Stop Swallowing Extra Air
Swallowed air, a condition called aerophagia when it becomes excessive, contributes to both belching and flatulence. Common habits that increase air swallowing include:
- Eating too fast or talking while eating
- Chewing gum or sucking on hard candy
- Drinking through straws
- Carbonated beverages, which deliver carbon dioxide directly into your stomach
- Smoking
Slowing down at meals is the single most impactful change here. When you eat quickly, you swallow larger gulps of air with each bite. Putting your fork down between bites or chewing each mouthful more thoroughly can make a noticeable difference within a few days.
Try Peppermint Oil
Peppermint oil is one of the better-studied natural options for gas and bloating. It works by relaxing the smooth muscle in your intestinal wall, which helps trapped gas move through more easily rather than building up and causing discomfort. In clinical trials, 79 percent of people taking peppermint oil capsules reported improvement in flatulence, compared to about 23 percent on placebo. It also reduced bloating, abdominal pain, and bowel sounds.
Enteric-coated capsules are the standard form, since they dissolve in the intestine rather than the stomach, which reduces the chance of heartburn. Peppermint tea may offer milder relief but delivers a much lower dose of the active compounds.
Consider Probiotics
Probiotics can help if your gas is related to an imbalance in gut bacteria, though results vary significantly by strain. The strains with the strongest clinical evidence for reducing gas and other digestive symptoms include Bacillus coagulans (which reduced flatulence severity along with bloating and abdominal pain in trials) and Bifidobacterium longum 35624. Lactobacillus plantarum 299v showed a higher proportion of patients reporting improvement in flatulence compared to placebo, though its effect on bloating severity specifically was less consistent.

» Set of tasks
1) Name every habit the excerpt on reducing gas lists as increasing air swallowing.
2) According to the excerpt, why are enteric-coated capsules the standard form of peppermint oil?
Answer from the excerpt alone.

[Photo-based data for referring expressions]
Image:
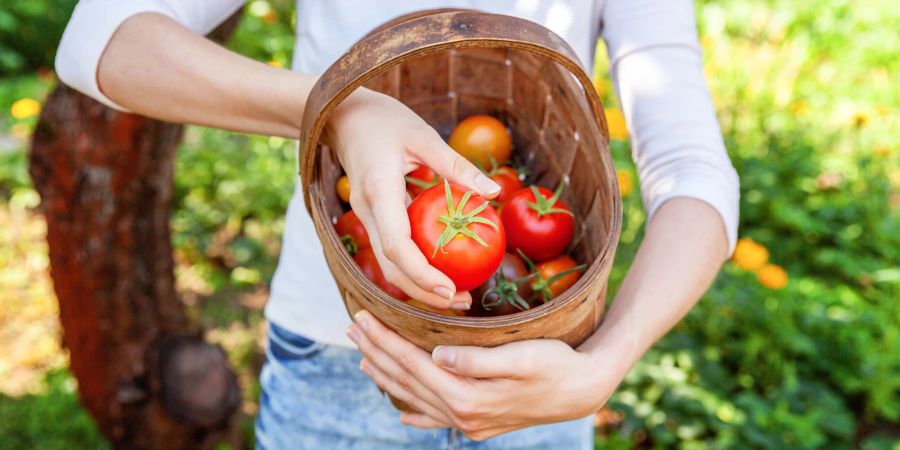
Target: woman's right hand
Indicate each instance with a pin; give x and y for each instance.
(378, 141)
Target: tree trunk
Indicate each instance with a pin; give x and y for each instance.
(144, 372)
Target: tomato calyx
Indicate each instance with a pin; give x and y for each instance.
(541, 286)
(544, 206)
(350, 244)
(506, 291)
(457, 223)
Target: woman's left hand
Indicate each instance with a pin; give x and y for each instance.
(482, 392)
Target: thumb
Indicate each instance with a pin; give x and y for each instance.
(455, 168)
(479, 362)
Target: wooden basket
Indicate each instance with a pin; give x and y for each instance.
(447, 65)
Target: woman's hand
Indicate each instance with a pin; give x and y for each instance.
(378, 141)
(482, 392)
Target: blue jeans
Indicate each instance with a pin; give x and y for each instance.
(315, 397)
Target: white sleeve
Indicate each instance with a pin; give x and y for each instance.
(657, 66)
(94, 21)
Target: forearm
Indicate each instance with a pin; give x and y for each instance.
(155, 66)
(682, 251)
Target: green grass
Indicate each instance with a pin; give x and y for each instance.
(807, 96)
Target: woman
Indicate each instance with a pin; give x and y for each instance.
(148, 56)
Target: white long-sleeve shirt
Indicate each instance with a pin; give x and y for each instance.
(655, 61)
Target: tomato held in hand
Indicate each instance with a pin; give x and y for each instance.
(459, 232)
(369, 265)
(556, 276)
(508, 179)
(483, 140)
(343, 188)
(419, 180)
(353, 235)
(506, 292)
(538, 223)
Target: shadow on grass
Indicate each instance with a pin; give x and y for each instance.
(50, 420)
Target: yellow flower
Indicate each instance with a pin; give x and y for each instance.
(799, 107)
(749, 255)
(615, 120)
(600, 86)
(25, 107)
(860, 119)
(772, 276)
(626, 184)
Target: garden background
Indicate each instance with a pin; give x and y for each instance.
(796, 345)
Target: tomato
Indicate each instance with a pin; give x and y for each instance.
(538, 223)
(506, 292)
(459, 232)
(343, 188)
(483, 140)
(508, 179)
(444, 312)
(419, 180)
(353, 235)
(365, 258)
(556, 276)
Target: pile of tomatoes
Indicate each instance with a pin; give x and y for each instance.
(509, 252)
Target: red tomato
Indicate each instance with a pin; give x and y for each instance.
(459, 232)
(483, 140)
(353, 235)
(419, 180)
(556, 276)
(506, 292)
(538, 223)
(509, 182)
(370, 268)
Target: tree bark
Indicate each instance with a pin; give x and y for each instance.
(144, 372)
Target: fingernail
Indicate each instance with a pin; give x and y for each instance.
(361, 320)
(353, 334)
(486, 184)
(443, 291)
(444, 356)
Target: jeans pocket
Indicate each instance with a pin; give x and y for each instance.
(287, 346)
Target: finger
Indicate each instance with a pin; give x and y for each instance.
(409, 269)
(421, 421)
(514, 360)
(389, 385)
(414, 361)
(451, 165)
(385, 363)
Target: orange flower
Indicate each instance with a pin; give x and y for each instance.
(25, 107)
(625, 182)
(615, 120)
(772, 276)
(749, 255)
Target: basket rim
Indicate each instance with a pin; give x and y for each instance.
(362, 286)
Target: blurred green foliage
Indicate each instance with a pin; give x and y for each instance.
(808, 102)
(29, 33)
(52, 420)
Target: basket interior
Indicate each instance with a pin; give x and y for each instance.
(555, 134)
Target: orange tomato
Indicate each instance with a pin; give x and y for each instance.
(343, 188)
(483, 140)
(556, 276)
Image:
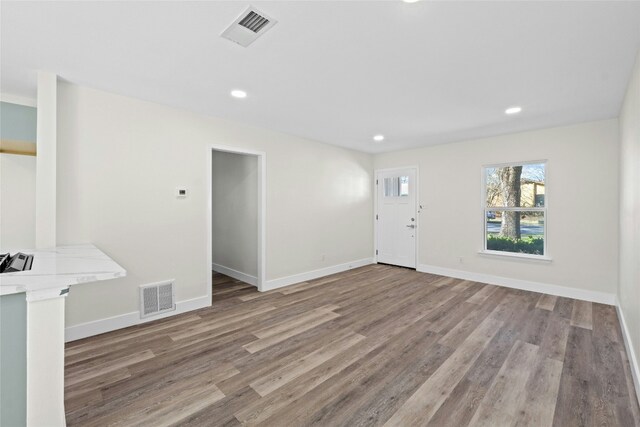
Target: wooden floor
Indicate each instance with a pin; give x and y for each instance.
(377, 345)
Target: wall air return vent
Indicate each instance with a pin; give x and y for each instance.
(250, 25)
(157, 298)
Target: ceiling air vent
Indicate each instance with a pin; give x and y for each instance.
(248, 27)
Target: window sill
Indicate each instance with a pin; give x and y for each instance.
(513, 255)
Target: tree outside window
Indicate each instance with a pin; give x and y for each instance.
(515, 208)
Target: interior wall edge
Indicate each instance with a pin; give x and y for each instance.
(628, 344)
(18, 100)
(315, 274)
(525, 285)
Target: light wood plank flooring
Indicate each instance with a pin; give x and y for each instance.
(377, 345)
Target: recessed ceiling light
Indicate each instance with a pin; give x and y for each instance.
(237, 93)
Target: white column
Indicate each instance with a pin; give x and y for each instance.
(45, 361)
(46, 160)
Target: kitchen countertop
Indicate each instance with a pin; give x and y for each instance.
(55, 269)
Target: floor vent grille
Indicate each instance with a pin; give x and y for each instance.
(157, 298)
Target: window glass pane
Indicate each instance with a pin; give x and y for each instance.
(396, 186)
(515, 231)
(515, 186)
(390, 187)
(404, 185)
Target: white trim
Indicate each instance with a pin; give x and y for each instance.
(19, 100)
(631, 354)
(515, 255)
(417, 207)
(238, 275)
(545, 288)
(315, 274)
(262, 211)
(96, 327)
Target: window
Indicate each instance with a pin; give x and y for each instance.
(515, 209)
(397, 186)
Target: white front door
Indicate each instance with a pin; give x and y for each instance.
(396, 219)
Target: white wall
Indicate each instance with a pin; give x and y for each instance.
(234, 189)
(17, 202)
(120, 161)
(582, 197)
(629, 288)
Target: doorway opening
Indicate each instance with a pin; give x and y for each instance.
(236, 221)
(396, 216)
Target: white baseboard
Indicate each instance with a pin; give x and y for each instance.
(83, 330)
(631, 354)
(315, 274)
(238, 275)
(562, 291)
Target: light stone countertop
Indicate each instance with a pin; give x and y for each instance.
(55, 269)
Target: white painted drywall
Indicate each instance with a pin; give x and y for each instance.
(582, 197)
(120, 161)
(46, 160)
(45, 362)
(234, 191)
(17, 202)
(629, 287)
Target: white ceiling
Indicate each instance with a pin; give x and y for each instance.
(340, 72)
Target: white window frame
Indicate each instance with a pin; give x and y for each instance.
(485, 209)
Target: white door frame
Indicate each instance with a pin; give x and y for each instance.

» Answers for each item
1)
- Eating too fast or talking while eating
- Chewing gum or sucking on hard candy
- Drinking through straws
- Carbonated beverages
- Smoking

2) They dissolve in the intestine rather than the stomach, which reduces the chance of heartburn.